A muscle fibre membrane that is made up of 2 parts
1) outer coat (thin polysaccharide/collagen layer that attaches to tendons)
2) T-tubules
What are T-tubules
Deep invaginations of sarcolemma into the centre of the fibre that allows speedy depolarisation of the interior
Sarcoplasmic reticulum
Is enlarged endoplasmic reticulum associated with T-tubules, releases Ca2+ on stimulation
Motor end plate of muscle
Sarcolemma directly under an axon, with nicotinic receptors and in-foldings to increase the surface area
What are the 5 stages of action potential transmission across a neuromuscular junction?
1) Action potential in an axon reaches the terminal bouton, Na+ influxes and causes depolarisation.
2) Ca2+ floods into the bouton, binds with a vesicle causing them to exocytose.
3) Ach is released into the cleft and binds to nicotinic receptors.
4) Nicotinic receptors allow Na+ to flood into the muscle sarcoplasm.
5) Threshold is reached and an end plate potential is generated.
AP through a muscle fibre - 6 steps?
1 - EPP spreads over sarcolemma (Na+ influx)
2 - AP penetrated transverse tubules (Na+ continues to flood into the sarcoplasm)
3 - Na+ in sarcoplasm stimulates sarcoplasmic reticulum to release Ca2+ which diffuses into myofibrils
4 - Ca2+ binds to troponin
5 - Troponin pulls Tropomyosin out of the way the was so that myosin binding sites are clear
6 - Myosin heads then bind to the Actin forming a cross bridge
What is the structure of muscle?
1 - muscle
2 - Fasicle/bundle (surrounded by connective tissue)
3 - Fibre/cell (surrounded by its sarcolemma)
4 - Myofibril (intracellular fibril made up of multiple protein layers)
5 - Myofilaments (single protein chains)
Myofibril proteins are?
Myosin
Actin
Tropomyosin
Troponin
What is myosin?
Thick protein with multiple heads that bind to actin utilising ATP to re-cock their heads
What is Actin?
Thin filaments in myofibrils
What does tropomyosin do?
Lies over the actin filaments and prevents myosin heads from binding (muscle at rest)
What does troponin do?
Binds to Ca2+, changing its shape so that it pulls tropomyosin out of the way
What is a sarcomere band?
The contractile unit of muscle, extends from one z line to another, reduces in length upon contraction.
A bands in a sarcomere?
Dark and stay a constant length on contraction (= length of myosin), otherwise known as dark bands
What are the I bands?
Light and reduce upon contraction = length of the sarcomere - length of myosin, also known as light bands
What is the cross bridge cycle?
1 - ATP binds to myosin head to allow it to dissociate from actin
2- ATP splits to ADP + Pi to re-cock the myosin head
3 - Head binds to actin and Pi dissociates
4 - Power stroke occurs as ADP dissociates
Phosphocreatine
= quickest source of ATP in skeletal muscle
1 x PC phosphorylates 1 ADP to ATP
Limited stores, made from ATP at rest during respiration and used to phosphorylate ADP on contraction
Anaerobic respiration in skeletal muscle
Glycogen splits into lactic acid releasing 3 x ATP (net)

◇ ◇ ◇ ◇

REQUIRED ACTIONS:
[1] In the muscle physiology notes, what is the quickest source of ATP in skeletal muscle?
[2] Using the muscle physiology notes, explain what T-tubules are and what they allow.
[3] List the myofibril proteins named in the muscle physiology notes.

◇ ◇ ◇ ◇

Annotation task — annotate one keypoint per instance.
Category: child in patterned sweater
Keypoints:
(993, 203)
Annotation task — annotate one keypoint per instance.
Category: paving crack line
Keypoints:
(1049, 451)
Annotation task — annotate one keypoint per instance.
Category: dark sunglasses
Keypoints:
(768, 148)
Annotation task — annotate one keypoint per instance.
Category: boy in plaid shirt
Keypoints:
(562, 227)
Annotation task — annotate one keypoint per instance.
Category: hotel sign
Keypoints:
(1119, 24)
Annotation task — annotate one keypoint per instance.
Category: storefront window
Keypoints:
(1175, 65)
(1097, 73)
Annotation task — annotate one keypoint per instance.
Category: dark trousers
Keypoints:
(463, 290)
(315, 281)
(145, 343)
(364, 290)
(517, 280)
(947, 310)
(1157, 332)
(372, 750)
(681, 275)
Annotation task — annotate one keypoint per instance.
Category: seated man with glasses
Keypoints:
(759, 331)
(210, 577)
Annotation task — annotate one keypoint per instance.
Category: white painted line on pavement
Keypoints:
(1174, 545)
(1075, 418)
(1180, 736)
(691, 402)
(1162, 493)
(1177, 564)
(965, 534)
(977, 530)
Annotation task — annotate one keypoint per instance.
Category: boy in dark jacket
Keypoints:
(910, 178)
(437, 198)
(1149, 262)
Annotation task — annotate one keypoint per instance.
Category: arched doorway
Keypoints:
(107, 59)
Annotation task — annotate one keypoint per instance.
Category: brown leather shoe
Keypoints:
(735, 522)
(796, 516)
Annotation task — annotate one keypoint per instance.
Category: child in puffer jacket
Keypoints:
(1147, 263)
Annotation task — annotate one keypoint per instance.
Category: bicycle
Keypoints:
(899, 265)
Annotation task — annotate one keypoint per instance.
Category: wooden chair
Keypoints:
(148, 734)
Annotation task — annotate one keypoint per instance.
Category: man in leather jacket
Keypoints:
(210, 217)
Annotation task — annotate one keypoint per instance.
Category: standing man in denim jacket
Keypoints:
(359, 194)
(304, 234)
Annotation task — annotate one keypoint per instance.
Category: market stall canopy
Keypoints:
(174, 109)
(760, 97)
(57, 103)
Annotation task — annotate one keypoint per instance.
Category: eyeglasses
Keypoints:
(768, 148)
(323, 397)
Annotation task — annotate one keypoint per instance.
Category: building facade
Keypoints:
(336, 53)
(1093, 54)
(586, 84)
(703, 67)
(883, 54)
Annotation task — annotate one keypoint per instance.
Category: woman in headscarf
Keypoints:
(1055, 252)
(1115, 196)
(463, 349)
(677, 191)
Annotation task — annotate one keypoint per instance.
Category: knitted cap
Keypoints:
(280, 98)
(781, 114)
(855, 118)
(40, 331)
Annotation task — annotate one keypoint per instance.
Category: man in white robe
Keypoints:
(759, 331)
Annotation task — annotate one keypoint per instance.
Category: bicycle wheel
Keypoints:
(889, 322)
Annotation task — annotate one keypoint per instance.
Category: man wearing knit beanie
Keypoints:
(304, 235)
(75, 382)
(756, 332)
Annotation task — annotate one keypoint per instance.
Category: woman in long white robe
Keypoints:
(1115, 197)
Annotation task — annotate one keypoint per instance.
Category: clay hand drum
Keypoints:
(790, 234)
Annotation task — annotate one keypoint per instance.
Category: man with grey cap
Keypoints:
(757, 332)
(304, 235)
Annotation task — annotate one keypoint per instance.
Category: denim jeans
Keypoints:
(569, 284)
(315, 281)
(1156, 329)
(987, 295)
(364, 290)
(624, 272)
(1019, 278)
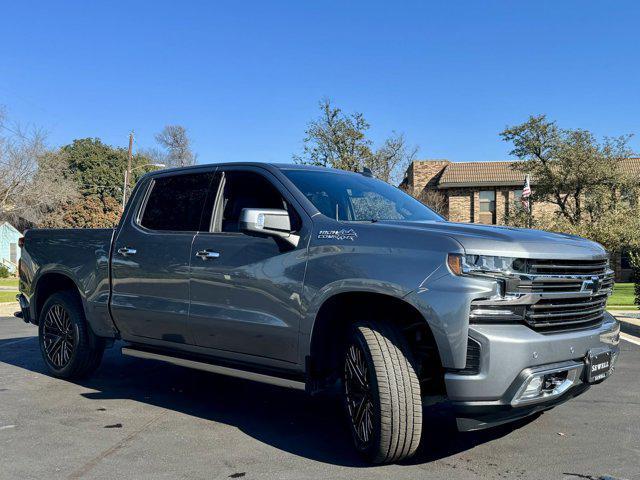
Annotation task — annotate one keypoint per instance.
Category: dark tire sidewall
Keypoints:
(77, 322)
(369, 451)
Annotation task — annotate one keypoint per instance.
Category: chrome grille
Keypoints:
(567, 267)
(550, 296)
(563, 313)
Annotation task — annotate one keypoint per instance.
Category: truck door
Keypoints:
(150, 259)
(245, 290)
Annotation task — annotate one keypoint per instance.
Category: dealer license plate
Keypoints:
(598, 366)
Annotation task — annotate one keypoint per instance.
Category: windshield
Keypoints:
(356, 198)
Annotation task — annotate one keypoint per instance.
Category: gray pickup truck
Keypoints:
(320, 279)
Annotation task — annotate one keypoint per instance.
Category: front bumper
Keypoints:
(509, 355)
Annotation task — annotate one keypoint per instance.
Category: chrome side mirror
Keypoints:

◇ ◇ ◇ ◇

EXPECTED OUTPUTS:
[1] Phosphocreatine

[2] T-tubules are deep invaginations of the sarcolemma into the center of the muscle fiber. They allow speedy depolarization of the fiber's interior.

[3] Myosin, actin, tropomyosin, troponin